| Passage for review |
________________________

Published at 07:22 on 29 May 2023

When Java first came out in the 1990’s, I gave it a try, then turned away from it. My reason was not the core language itself but its standard library, which impressed me as something of a poorly-organized and overcomplex mess.

Decades later, and with some professional coding experience in that language ecosystem under my belt, and that is still basically my takeaway conclusion. The worst that can be said about the core language is that it’s a bit dated (understandable, as the the design is now decades old). But the overall pattern of the standard class library being awkward has extended to the language ecosystem as a whole.

Just about every third-party library for Java tends to be a special combination of big, awkward, and given that size and ponderousness surprisingly feature deficient. Take the Jackson JSON library for instance. Its current release totals just shy of 800 classes (yes, 800, I am not making this up). Yet when I tried to do something as simple and basic as generate pretty-printed output (nicely indented and formatted, with all keys in JSON objects sorted alphabetically), I couldn’t do it out of the box. (There is an ORDER_MAP_ENTRIES_BY_KEYS option, but it fails to act as advertised in all — in fact, in most — cases.) I had to write helper methods to get my output formatted as desired.

And this was after blowing most of a day poring over documentation and trying experiment after experiment attempting to get my output correct. The configuration settings in Jackson are split up amongst at least three classes, and of course the documentation for one configuration class does not mention the others. It is left as an exercise for the programmer to discover the others.

Contrast with Python, which has a simple JSON serializer and deserializer built-in to the language’s core library. (Jackson is a third-party library, because in Java you must use a third-party library if you want to read or write JSON; the standard Java library lacks JSON support. This, despite the standard Java library being much larger in terms of number of classes than Python’s library.) And there is no hunting the documentation in Python: right out there in the documentation for the json module (one module, one class, one HTML page of documentation to read, that’s it) the indent and sort_keys options to json.dump are described. And the options work as advertised in all cases! What takes over a day to code in Java can be accomplished in under a minute in Python.

________________________

[Saved entries]
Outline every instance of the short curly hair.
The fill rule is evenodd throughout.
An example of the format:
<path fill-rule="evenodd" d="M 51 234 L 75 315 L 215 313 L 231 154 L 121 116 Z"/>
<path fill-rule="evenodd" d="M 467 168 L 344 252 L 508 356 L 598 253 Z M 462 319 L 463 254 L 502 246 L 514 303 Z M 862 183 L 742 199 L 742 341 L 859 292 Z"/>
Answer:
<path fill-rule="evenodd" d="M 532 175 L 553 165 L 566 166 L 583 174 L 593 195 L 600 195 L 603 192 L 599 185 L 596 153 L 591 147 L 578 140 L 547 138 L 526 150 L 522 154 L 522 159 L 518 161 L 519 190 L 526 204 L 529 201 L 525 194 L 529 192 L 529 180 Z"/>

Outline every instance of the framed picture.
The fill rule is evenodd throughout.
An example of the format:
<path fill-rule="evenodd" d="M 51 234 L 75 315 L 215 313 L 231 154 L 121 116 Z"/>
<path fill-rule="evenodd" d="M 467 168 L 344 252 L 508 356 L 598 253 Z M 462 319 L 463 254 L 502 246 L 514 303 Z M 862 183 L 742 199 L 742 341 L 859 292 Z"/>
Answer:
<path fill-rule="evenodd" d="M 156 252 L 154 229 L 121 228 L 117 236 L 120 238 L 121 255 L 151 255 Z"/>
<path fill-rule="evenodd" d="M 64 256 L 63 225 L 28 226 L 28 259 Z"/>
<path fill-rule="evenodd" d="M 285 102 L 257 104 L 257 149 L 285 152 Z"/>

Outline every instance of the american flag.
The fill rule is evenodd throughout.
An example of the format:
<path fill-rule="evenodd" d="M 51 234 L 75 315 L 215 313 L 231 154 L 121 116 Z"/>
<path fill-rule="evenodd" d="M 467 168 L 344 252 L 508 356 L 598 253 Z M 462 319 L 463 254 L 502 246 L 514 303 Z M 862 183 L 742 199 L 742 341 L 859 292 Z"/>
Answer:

________________________

| Task prompt |
Continue the blog post comparing Java's libraries with Python's, starting right after its final sentence.

| Task response |
Yes, Jackson can do deserialization into objects, with schema checking, and the built-in Python library cannot. That’s nice, dear. The basic functionality of being able to generate pretty-printed output out of the box seems to be missing. It’s like driving a luxury car with heated seats and a fancy entertainment system but no factory headlights or taillights, so you must add those if you want to drive it after dark.

And I run into this sort of thing over and over and over again. In the Java world, I am literally always encountering this or that use of some giant, cumbersome, poorly-documented third-party package, that compels me to waste multiple hours understanding it. Or, in most cases, just partially understanding it and still making a huge number of educated guesses about it. And because those packages also tend to be surprisingly limited in functionality, one either has to pull in more huge, cumbersome, weak libraries to make up the deficiency, or add more lines and complexity to the code base.

It all ends up sending the cognitive complexity of understanding what a Java program does into another whole universe of mental difficulty.

It’s a real shame, because as I said the core Java language really isn’t too bad at all. And the core Java runtime environment is, by any objective measure, great: garbage-collected, platform-independent, with full support for preemptive multi-threading, and with a portable graphical user interface that (with a little programmer effort) manages to replicate the native look and feel on all three of Windows, Macintosh, and Linux.

But oh, those library antipatterns. They do so much to take away from the overall experience.